Recast part of the rows below as a JSON list of strings, one string per line and no blank lines. Begin at the line that contains "The function MUST return, for every instance of the small" and stop after the line that contains "[[451, 296]]", using only those lines.

— Start GIVEN DATA —

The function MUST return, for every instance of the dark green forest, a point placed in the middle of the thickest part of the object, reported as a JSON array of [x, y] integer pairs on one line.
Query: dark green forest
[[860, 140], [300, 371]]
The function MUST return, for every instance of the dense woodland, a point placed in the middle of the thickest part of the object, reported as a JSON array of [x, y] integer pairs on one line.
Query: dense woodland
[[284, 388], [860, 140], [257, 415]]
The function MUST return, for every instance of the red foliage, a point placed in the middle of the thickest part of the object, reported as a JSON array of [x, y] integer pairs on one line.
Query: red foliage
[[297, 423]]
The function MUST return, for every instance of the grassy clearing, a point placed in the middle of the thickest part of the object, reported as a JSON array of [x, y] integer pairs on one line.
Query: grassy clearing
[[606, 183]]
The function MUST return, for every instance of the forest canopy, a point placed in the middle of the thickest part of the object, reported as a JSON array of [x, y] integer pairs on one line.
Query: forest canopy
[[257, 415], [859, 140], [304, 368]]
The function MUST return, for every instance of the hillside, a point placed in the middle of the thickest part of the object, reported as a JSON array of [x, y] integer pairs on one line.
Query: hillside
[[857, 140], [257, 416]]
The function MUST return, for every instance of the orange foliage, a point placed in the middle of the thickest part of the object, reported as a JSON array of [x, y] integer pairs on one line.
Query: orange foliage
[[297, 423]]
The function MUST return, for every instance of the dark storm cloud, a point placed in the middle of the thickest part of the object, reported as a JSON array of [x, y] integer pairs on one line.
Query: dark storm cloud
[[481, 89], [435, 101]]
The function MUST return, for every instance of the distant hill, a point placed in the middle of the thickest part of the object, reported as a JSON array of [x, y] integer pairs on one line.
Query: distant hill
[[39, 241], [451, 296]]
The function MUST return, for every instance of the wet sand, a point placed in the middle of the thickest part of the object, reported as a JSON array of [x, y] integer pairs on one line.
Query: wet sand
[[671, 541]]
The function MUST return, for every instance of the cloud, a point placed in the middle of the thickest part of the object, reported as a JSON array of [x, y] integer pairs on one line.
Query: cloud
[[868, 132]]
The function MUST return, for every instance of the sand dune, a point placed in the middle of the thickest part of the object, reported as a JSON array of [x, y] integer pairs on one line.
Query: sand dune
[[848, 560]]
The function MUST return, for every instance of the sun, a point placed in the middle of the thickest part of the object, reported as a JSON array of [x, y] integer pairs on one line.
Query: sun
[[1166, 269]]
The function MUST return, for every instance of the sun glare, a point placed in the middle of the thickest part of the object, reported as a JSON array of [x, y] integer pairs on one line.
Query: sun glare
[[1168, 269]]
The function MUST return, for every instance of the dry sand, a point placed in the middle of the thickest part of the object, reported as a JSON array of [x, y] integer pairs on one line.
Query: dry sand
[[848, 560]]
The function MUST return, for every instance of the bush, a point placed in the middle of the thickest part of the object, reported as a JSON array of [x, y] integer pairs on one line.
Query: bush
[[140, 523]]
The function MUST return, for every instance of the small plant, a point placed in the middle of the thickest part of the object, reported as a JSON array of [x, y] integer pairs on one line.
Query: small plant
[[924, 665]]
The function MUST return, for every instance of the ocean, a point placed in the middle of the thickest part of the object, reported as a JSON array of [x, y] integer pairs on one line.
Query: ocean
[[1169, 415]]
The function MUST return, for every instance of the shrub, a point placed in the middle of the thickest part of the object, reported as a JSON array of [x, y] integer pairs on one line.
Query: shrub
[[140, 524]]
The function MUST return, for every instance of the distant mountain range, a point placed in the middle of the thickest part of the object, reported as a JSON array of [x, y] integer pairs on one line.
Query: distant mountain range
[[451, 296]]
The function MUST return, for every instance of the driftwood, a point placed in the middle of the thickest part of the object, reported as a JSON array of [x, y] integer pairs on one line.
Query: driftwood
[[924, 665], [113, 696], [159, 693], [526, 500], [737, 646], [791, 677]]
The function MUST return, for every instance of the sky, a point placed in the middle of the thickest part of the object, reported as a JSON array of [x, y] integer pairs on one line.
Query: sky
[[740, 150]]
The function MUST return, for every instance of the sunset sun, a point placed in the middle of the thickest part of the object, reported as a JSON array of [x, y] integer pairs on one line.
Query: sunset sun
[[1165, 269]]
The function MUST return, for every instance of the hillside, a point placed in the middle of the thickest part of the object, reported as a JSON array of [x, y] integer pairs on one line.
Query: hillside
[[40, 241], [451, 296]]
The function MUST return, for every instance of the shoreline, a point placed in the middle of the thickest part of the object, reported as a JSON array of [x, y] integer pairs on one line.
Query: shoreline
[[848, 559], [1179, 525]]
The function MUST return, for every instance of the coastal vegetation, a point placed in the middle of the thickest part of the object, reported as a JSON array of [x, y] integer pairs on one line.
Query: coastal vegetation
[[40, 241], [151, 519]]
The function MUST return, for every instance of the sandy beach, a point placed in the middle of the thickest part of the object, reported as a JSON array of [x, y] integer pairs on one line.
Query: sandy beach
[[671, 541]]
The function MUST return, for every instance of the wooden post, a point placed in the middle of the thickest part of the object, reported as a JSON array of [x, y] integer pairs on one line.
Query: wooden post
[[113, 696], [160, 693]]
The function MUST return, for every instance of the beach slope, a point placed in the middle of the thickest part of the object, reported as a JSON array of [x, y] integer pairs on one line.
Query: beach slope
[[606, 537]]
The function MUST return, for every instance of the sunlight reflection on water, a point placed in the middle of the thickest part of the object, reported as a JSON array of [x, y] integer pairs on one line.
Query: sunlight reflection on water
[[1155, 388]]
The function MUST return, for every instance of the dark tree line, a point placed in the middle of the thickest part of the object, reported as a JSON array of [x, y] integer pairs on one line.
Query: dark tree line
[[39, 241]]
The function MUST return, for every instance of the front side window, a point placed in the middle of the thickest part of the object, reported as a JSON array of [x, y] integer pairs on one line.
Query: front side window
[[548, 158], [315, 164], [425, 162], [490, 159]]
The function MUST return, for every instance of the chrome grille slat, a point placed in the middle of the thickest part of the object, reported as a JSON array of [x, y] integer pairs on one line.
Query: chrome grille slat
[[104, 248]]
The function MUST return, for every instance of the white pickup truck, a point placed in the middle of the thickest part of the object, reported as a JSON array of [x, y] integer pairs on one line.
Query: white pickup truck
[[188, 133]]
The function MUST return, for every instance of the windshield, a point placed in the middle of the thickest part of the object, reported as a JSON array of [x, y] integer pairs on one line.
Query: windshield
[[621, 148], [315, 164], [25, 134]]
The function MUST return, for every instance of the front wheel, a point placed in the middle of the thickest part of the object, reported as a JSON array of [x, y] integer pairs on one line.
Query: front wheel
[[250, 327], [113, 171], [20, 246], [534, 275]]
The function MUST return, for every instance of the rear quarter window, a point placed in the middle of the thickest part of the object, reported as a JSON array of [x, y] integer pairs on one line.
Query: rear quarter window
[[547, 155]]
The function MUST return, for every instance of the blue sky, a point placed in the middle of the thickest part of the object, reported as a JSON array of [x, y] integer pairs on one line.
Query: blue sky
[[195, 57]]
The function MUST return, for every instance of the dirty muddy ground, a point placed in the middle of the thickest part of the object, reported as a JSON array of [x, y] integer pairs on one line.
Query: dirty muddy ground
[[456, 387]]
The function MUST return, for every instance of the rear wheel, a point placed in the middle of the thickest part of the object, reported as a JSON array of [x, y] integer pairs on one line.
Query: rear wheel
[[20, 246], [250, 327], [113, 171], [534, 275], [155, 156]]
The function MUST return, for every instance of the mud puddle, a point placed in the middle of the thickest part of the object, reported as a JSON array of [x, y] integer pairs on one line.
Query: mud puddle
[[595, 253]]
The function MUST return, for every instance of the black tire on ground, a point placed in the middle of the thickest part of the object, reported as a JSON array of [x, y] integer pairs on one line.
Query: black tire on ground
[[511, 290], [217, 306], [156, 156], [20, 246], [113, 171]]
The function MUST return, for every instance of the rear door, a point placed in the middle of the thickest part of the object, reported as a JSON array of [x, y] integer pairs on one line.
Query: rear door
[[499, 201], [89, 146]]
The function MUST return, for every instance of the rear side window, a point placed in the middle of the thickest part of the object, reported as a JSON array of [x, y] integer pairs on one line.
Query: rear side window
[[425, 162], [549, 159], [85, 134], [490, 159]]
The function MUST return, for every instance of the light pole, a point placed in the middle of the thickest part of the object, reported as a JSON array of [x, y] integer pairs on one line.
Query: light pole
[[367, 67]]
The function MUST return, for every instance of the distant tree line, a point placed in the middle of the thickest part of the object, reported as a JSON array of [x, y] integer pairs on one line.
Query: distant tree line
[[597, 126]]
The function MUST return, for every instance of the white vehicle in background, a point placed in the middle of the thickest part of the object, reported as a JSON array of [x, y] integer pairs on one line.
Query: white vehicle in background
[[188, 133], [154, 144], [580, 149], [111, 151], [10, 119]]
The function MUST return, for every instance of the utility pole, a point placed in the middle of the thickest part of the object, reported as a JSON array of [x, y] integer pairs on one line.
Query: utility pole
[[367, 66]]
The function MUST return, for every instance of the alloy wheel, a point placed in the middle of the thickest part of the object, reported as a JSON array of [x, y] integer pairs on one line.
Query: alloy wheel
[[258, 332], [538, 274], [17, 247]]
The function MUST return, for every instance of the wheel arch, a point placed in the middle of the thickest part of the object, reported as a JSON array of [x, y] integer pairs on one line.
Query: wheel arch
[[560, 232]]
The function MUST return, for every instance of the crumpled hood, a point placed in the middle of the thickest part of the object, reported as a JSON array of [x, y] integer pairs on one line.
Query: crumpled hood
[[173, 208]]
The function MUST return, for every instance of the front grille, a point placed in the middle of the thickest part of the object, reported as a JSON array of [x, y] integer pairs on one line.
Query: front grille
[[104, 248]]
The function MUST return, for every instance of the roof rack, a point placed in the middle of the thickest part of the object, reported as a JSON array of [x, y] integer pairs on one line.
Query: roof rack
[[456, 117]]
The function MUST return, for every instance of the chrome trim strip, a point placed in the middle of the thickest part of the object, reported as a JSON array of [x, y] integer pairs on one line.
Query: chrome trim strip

— End GIVEN DATA —

SOLUTION TO THIS TASK
[
  "The function MUST return, for every instance of the small plant, a point placed in the middle of the thickest part of the object, reported as a JSON array of [x, y] integer pairs on one line.",
  "Query: small plant",
  "[[924, 665]]",
  "The function MUST return, for every instance of the ocean, a point placed in the middle of the thickest part of the object, reported as a JSON array of [x, y] integer pairs on one line.",
  "Query: ocean",
  "[[1169, 415]]",
  "The function MUST return, for every instance of the shrub, a point placed in the middle of the thickest part of the object, reported as a JSON array of [x, y] integer pairs on one line.",
  "Query: shrub",
  "[[140, 524]]",
  "The function MUST return, for every instance of the distant mountain range, a point placed in the middle of the thickest part of the object, reported as a JSON array of [x, y] integer pairs on one line.",
  "Query: distant mountain range",
  "[[451, 296]]"
]